→ About this task:
Without changing anything, set down every line shown below.

*** Information shown ***

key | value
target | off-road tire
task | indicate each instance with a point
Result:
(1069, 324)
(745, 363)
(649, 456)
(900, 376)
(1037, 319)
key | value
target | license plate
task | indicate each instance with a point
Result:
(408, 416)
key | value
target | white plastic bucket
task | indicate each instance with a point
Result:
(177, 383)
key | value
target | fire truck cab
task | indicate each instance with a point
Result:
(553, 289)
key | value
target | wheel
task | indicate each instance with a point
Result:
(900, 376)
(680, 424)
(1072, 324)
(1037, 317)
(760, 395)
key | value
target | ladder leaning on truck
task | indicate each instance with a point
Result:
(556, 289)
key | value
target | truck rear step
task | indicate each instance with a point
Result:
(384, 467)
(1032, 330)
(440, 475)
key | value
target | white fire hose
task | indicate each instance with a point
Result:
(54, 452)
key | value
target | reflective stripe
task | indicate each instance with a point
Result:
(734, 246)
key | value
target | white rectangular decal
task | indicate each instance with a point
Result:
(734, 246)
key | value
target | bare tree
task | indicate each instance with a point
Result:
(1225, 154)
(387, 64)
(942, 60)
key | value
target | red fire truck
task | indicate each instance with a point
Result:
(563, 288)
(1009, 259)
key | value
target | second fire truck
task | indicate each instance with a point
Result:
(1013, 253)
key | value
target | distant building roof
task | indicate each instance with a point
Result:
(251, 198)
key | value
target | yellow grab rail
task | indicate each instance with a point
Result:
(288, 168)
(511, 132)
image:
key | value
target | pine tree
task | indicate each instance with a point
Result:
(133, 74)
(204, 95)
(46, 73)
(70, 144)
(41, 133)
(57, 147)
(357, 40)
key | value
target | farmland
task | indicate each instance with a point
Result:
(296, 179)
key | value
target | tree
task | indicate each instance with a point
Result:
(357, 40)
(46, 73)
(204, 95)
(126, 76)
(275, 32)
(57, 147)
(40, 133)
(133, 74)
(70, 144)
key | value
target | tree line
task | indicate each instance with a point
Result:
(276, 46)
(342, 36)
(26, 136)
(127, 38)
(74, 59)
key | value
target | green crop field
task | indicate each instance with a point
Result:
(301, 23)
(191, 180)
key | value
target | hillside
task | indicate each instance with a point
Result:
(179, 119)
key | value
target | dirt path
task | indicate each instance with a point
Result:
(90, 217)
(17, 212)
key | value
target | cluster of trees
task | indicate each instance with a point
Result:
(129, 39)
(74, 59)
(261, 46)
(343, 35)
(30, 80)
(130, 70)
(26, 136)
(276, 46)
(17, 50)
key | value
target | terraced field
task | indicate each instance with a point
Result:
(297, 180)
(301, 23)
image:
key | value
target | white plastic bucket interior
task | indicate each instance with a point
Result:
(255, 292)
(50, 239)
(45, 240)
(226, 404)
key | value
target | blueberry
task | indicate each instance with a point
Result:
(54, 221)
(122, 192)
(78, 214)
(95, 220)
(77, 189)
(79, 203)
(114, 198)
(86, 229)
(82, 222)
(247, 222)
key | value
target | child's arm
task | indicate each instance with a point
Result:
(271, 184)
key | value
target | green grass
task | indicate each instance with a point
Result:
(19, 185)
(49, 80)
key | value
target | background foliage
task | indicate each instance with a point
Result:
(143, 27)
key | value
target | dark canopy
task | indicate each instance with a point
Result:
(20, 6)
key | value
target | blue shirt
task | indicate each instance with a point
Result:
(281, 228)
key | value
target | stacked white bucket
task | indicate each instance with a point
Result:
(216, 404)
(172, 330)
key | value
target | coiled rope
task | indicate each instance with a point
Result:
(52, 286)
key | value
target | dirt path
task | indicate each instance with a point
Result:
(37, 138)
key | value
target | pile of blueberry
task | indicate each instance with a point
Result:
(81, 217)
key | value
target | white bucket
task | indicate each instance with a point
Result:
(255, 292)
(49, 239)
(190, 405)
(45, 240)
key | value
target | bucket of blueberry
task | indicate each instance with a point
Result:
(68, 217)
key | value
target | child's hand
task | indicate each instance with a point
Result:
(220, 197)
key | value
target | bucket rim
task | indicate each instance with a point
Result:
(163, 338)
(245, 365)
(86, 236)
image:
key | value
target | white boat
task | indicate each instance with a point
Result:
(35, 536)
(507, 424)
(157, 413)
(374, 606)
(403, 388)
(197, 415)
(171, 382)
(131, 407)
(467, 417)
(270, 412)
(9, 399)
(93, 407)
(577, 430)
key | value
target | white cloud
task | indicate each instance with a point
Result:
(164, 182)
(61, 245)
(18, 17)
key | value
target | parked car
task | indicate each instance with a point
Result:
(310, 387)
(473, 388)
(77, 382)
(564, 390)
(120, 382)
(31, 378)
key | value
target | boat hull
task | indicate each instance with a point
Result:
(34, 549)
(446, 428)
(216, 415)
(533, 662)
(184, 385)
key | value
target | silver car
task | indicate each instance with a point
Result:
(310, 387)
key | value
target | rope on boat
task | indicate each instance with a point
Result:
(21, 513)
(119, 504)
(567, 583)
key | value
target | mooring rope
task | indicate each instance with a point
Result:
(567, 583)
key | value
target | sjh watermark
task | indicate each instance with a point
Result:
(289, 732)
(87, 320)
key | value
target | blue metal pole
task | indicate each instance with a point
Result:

*** End of Information shown ***

→ Task solution:
key | value
target | off-road tire
task | indicate each instance with a point
Result:
(1069, 324)
(745, 363)
(649, 456)
(900, 376)
(1037, 319)
key | value
target | license plate
task | indicate each instance with a point
Result:
(408, 416)
key | value
target | white plastic bucket
task | indicate each instance with a point
Result:
(177, 383)
key | value
target | fire truck cab
task | indicate each instance with a point
Result:
(553, 289)
key | value
target | wheel
task | indicate each instance with a point
Result:
(900, 376)
(680, 424)
(1072, 324)
(1037, 317)
(760, 395)
key | value
target | ladder leaning on truck
task | indicate each instance with a point
Result:
(556, 289)
key | value
target | truck rear step
task | indicate each instance with a point
Result:
(384, 467)
(1032, 330)
(440, 475)
key | value
target | white fire hose
task | indicate each instance with a point
Result:
(54, 452)
key | value
target | reflective stripe
task | indicate each instance with a point
Result:
(734, 246)
key | value
target | white rectangular decal
task | indicate each instance with a point
Result:
(734, 246)
key | value
target | bare tree
task | indicate each instance with a point
Result:
(1225, 154)
(387, 64)
(942, 60)
key | value
target | red fire truck
task | indicate each instance with a point
Result:
(563, 288)
(1009, 259)
key | value
target | second fire truck
task | indicate each instance with a point
Result:
(1013, 253)
key | value
target | distant building roof
task | indicate each instance with a point
Result:
(251, 198)
key | value
target | yellow grab rail
task | indicate each instance with a point
Result:
(288, 168)
(511, 132)
image:
key | value
target | pine tree
task | indicate each instance with a point
Result:
(133, 74)
(204, 95)
(46, 73)
(70, 144)
(41, 133)
(57, 147)
(357, 40)
key | value
target | farmland
task | indicate each instance with a point
Result:
(296, 179)
key | value
target | tree
task | indicate each instance with a point
Result:
(357, 40)
(46, 73)
(204, 95)
(126, 76)
(275, 32)
(57, 147)
(40, 133)
(133, 74)
(70, 144)
key | value
target | tree line
task | indicate each instance with a point
Result:
(276, 46)
(342, 36)
(26, 136)
(127, 38)
(74, 59)
key | value
target | green crop field
task | indicate each instance with a point
Result:
(301, 23)
(191, 180)
key | value
target | hillside
task | indicate each instance with a point
Result:
(179, 119)
key | value
target | dirt path
task | indicate each instance with a point
Result:
(90, 217)
(17, 212)
key | value
target | cluster of trees
task | indicate each instance with a point
Result:
(129, 39)
(74, 59)
(261, 46)
(343, 35)
(30, 80)
(130, 70)
(26, 136)
(276, 46)
(17, 50)
key | value
target | terraced field
task | indicate each instance with a point
Result:
(297, 180)
(301, 23)
image:
key | value
target | white plastic bucket interior
task | indicate each instance with a point
Result:
(255, 292)
(50, 239)
(45, 240)
(226, 404)
key | value
target | blueberry
task | indicate each instance with a point
Result:
(54, 221)
(122, 192)
(78, 214)
(95, 220)
(77, 189)
(79, 203)
(114, 198)
(86, 229)
(82, 222)
(247, 222)
key | value
target | child's arm
task | indicate each instance with a point
Result:
(271, 184)
key | value
target | green grass
task | indicate each instance with a point
Result:
(19, 185)
(49, 80)
key | value
target | background foliage
task | indicate each instance with a point
Result:
(143, 27)
key | value
target | dark canopy
task | indicate each instance with a point
Result:
(20, 6)
key | value
target | blue shirt
task | indicate each instance with a point
Result:
(281, 228)
key | value
target | stacked white bucket
task | indicate each instance with a point
Result:
(216, 404)
(172, 330)
key | value
target | coiled rope
task | indicate each instance with a point
Result:
(52, 286)
key | value
target | dirt path
task | indicate each instance with a point
Result:
(37, 138)
key | value
target | pile of blueberry
task | indicate each instance with a point
Result:
(81, 217)
key | value
target | white bucket
task | indicate each instance with a point
Result:
(255, 292)
(49, 239)
(190, 405)
(45, 240)
key | value
target | bucket of blueberry
task | indicate each instance with a point
Result:
(68, 217)
key | value
target | child's hand
task | indicate each instance with a point
Result:
(220, 197)
key | value
target | bucket rim
task | indicate each instance with a point
Result:
(163, 338)
(245, 365)
(86, 236)
image:
key | value
target | white boat
task | indicate each instance with a point
Result:
(35, 536)
(507, 424)
(157, 413)
(374, 606)
(403, 388)
(197, 415)
(171, 382)
(131, 407)
(467, 417)
(270, 412)
(9, 399)
(93, 407)
(577, 430)
key | value
target | white cloud
task | indicate each instance with a point
Result:
(164, 182)
(61, 245)
(18, 17)
key | value
target | parked car
task | indicate each instance with a point
Result:
(310, 387)
(473, 388)
(77, 382)
(564, 390)
(120, 382)
(31, 378)
key | value
target | boat hull
task | indicate each instance with a point
Result:
(34, 549)
(446, 428)
(216, 415)
(533, 662)
(184, 385)
key | value
target | silver car
task | indicate each instance with a point
Result:
(310, 387)
key | value
target | rope on boat
task | indicate each instance with a point
Result:
(21, 513)
(119, 504)
(567, 583)
key | value
target | mooring rope
task | indicate each instance with a point
Result:
(567, 583)
key | value
target | sjh watermark
task | indicate each instance with a point
Result:
(289, 732)
(87, 320)
key | value
target | blue metal pole
task | indicate each instance with a point
Result:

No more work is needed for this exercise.